[Provided text]:

There have been many thoughts expressed here about the coffee makers as well as the resort providing or not providing the coffee pods, and the payment of the coffee pods.  However, while I started this thread I have nothing to do with the decision.  HGVC will be making the decision and I don't know when that will happen.   As I said earlier, I was always very comfortable in getting my first nights coffee complimentary and then buying whatever coffee I wanted at any store after the first night. I like my coffee stronger and more volume than these 1 cup Pods provide. I don't like spending more money than I have in the past for a short (smaller than I want) weak cup of coffee.


----------



## letsgosteelers (Jan 10, 2015)

The whole idea of TS is family travel, fully equipped kitchens etc.

K cups...really?

I want to brew a pot, not individual cups of coffee, plain and simple!

replace computer with keurig


----------



## 1Kflyerguy (Jan 11, 2015)

while I am not a fan of K-Cups, i know many of friends and co-workers seem to love them.. so for some this might be considered a significant upgrade..


----------



## TTom (Jan 12, 2015)

We tend to brew coffee when travelling, but we usually do Keurig at home. While the Keurig is convenient, I hear what people are saying about the environment. We may be missing something, but the reusable pods NEVER made a decent cup of coffee, no matter what grind or blend we used or how much coffee we put in them. They seem to combine the mess of ground coffee without the taste to back it up.

That having been said, Club Regency supplies pretty much enough coffee filters to last a week making two pots a day. For the rest of our travels, I wish other resorst would do the same, since we have bought any number of boxes of coffee filters when we needed only a few.

I used to pack some of each type, but I have gotten out of the habit.

One thing I do NOT expect is for the resorts to supply coffee (or tea or OJ or water or...), even for the first night, although that would be a nice perk. I can see where that would become expensive over the long haul.

What's next? Bring your own toilet paper?

I guess Hilton can get a great price on machines (and, maybe even coffee) if they standardize across all the resorts, but I would not be a fan of this change.

Tom


----------



## Tamaradarann (Jan 12, 2015)

*Coffee filters for standard pots*



TTom said:


> We tend to brew coffee when travelling, but we usually do Keurig at home. While the Keurig is convenient, I hear what people are saying about the environment. We may be missing something, but the reusable pods NEVER made a decent cup of coffee, no matter what grind or blend we used or how much coffee we put in them. They seem to combine the mess of ground coffee without the taste to back it up.
> 
> That having been said, Club Regency supplies pretty much enough coffee filters to last a week making two pots a day. For the rest of our travels, I wish other resorst would do the same, since we have bought any number of boxes of coffee filters when we needed only a few.
> 
> ...


----------



## 1Kflyerguy (Jan 12, 2015)

Tamaradarann said:


> TTom said:
> 
> 
> > I also pack coffee filters for the standard coffee makers.  However, over the last few years we have had gold filters for the coffee maker in the Lagoon Tower when in Hawaii and paper filters provided by the resort for all the days that we stay in other timeshares.

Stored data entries
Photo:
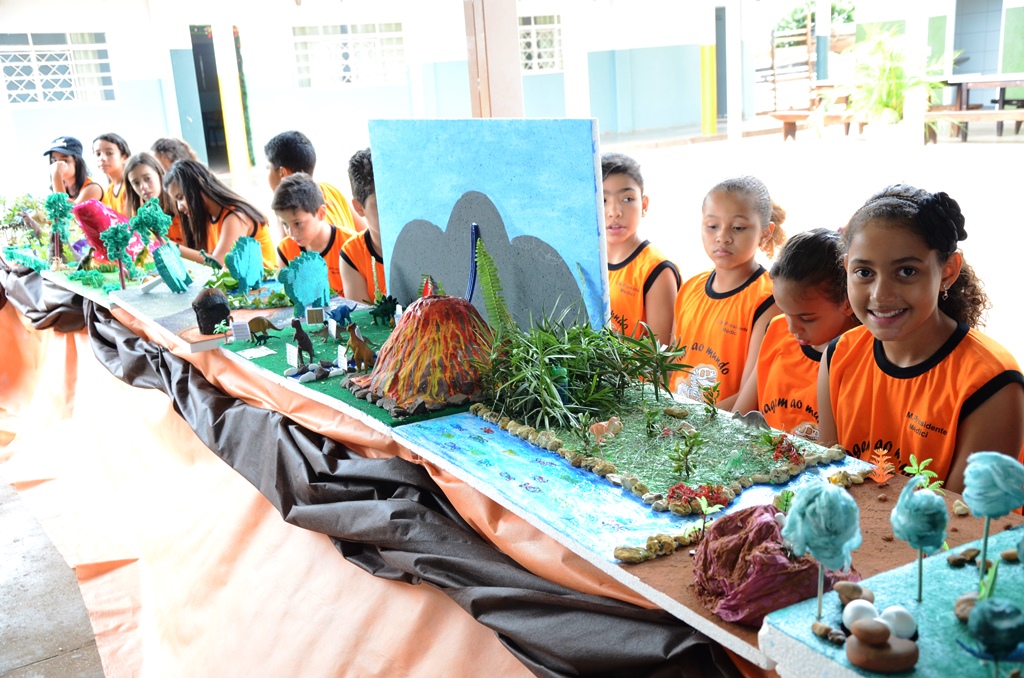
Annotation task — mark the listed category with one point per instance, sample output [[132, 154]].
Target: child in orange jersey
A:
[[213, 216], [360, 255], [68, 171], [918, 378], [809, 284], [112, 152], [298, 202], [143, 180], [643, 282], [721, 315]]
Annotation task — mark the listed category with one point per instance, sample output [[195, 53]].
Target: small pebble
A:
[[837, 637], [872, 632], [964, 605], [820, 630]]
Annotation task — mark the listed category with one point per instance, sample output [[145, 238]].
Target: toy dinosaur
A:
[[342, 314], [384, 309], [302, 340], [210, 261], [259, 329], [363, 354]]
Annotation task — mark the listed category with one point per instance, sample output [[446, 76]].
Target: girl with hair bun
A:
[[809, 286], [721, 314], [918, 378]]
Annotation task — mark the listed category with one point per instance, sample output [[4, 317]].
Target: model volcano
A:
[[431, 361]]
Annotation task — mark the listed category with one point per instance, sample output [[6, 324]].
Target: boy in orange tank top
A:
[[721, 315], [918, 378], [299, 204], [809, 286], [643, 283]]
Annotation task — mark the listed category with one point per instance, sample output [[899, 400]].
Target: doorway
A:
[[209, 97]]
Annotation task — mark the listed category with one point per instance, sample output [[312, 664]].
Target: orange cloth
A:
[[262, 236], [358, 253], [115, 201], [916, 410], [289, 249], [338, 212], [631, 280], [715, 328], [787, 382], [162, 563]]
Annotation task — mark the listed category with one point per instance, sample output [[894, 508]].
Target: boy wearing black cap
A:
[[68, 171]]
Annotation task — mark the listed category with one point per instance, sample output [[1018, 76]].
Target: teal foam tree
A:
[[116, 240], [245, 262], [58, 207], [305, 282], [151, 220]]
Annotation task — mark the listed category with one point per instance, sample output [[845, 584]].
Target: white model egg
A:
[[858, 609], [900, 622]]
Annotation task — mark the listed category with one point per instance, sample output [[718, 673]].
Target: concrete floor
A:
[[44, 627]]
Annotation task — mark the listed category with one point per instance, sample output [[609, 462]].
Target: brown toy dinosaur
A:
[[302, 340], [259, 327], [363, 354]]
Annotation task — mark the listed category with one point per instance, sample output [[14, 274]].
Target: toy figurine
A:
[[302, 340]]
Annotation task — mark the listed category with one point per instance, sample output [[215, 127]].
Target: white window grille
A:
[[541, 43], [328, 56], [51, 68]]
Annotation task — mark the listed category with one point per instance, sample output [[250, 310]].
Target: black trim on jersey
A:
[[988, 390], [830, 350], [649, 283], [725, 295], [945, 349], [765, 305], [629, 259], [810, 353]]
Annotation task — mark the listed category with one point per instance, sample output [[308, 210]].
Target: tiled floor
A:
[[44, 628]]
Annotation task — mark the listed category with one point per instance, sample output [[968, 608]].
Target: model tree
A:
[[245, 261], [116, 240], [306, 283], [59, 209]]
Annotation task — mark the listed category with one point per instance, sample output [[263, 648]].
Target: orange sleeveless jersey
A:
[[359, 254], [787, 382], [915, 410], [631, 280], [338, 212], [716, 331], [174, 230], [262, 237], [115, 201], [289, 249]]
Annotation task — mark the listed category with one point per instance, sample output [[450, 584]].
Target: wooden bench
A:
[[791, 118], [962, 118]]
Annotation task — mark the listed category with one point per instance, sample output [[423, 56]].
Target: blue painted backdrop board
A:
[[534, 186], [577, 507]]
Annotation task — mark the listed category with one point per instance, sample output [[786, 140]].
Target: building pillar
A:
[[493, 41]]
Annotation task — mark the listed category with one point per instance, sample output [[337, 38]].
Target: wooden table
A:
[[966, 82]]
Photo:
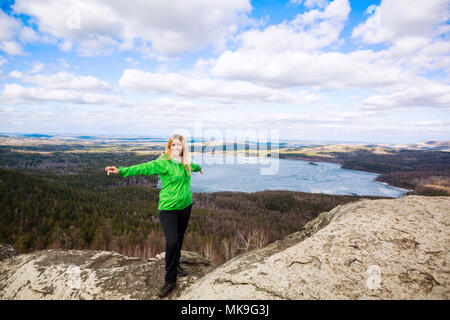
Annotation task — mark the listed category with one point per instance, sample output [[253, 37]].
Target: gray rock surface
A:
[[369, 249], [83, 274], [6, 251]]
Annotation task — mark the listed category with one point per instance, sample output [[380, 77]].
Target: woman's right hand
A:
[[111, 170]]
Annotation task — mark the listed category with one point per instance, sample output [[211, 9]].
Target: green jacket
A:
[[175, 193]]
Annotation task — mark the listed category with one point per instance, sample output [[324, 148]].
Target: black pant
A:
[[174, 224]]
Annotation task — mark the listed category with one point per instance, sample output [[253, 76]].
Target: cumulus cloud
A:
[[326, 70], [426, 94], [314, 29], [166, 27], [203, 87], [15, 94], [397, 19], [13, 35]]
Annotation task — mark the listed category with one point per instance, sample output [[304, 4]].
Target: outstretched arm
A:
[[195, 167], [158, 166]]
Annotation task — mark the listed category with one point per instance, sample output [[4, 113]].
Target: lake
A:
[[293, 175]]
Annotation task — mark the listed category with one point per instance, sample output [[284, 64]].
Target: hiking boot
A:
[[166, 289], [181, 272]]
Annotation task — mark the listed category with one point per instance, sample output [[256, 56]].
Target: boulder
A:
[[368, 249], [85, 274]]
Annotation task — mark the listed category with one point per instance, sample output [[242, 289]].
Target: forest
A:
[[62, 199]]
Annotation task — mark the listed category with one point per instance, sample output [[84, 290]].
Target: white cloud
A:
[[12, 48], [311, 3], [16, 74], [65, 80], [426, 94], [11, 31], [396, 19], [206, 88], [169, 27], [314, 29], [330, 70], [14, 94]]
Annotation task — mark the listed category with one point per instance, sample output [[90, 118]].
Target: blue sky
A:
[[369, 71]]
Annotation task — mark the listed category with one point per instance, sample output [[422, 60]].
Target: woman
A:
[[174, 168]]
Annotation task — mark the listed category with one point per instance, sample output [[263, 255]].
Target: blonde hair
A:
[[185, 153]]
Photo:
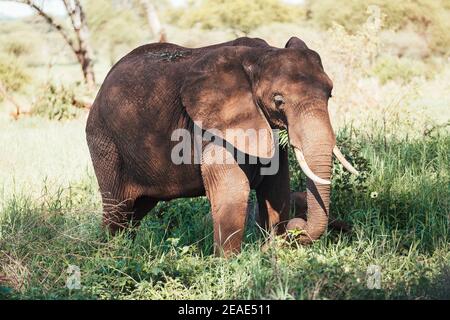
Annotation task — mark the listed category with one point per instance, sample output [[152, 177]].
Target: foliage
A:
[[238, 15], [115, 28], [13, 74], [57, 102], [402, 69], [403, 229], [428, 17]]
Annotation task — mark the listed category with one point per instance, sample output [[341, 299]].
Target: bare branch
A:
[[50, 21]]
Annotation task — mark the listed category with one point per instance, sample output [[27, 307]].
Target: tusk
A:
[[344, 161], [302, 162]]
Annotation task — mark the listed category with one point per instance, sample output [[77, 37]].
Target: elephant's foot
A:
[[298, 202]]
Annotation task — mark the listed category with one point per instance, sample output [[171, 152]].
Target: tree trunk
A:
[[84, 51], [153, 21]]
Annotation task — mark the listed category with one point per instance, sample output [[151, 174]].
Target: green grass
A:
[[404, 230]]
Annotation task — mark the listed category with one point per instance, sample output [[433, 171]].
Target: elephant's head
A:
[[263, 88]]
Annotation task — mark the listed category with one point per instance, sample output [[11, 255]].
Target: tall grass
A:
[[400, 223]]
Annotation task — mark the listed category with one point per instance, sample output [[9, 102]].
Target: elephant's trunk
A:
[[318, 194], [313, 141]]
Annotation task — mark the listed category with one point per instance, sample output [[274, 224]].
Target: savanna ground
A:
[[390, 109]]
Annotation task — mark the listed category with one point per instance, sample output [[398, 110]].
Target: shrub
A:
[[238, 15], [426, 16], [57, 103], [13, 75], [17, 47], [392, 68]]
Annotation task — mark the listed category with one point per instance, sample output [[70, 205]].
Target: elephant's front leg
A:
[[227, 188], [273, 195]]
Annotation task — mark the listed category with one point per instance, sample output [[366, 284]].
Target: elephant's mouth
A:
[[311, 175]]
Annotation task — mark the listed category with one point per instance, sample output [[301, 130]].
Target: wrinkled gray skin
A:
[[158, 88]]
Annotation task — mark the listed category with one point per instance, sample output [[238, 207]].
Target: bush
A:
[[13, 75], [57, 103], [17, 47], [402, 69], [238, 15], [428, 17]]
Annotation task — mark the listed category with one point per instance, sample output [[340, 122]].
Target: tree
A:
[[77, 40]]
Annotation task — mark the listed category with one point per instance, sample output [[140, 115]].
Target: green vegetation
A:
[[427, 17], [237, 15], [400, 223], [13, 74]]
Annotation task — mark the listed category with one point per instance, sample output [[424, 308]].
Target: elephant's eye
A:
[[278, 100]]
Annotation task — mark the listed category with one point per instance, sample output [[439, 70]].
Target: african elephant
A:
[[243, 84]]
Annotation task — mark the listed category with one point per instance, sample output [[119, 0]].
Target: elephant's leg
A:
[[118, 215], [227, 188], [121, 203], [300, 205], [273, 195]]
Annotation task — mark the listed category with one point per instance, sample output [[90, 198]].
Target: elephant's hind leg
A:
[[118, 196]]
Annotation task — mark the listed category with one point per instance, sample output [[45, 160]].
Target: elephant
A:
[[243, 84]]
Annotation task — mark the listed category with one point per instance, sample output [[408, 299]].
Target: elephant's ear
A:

[Problem to solve]: In the coffee maker thread, what does TTom say Club Regency supplies? The rows aren't needed here.

[Response for this exercise]: Pretty much enough coffee filters to last a week making two pots a day.